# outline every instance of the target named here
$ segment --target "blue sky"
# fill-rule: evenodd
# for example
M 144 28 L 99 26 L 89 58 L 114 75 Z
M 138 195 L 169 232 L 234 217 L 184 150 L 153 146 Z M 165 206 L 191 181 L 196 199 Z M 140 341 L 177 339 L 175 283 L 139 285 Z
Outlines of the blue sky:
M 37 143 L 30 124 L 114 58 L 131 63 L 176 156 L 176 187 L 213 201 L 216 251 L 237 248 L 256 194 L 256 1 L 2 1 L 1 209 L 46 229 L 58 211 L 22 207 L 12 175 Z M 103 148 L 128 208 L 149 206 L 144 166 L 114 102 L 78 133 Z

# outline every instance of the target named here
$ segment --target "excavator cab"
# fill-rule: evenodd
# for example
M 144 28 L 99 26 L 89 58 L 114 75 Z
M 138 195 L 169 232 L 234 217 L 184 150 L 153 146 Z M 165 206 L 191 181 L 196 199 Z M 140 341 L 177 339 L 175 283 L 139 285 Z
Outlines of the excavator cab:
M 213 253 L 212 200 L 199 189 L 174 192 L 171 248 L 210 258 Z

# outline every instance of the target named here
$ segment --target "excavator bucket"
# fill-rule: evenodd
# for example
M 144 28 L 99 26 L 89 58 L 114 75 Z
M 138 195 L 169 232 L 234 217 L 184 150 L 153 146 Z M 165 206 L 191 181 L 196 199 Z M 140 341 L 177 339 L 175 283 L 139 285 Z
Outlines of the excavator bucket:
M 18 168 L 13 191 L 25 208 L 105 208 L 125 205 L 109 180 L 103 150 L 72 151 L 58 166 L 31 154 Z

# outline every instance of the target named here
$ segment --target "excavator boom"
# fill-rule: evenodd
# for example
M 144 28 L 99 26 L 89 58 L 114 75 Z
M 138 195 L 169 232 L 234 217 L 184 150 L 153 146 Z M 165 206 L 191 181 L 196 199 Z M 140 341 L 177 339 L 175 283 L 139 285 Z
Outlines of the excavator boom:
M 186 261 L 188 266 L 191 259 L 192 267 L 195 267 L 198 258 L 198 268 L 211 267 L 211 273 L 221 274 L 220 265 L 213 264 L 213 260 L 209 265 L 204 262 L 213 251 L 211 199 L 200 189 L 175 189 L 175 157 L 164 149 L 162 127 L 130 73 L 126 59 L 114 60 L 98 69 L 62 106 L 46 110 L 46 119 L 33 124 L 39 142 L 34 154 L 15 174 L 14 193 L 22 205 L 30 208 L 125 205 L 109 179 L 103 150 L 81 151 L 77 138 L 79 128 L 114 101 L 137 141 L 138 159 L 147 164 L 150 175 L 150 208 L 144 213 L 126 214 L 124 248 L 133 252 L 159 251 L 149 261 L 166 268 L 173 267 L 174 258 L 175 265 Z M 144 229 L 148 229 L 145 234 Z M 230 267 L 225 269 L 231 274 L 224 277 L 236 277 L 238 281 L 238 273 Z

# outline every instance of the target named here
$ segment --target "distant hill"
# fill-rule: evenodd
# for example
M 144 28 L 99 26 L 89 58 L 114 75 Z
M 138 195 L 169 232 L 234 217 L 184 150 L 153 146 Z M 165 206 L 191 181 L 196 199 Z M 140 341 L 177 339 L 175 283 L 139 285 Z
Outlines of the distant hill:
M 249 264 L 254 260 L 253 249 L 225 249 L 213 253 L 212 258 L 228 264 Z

========

▸ Goal: Please render the material from its first line through the line containing "Outlines of the blue" as a JSON list of strings, one string per line, with blank lines left out.

▸ Response:
[
  "# outline every instance of the target named here",
  "$ segment --target \"blue sky\"",
  "# fill-rule: evenodd",
  "# for example",
  "M 144 28 L 99 26 L 89 58 L 114 75 Z",
  "M 138 195 L 169 232 L 234 217 L 184 150 L 153 146 Z M 165 206 L 191 181 L 196 199 Z M 140 341 L 177 339 L 175 283 L 139 285 Z",
  "Outlines of the blue sky:"
]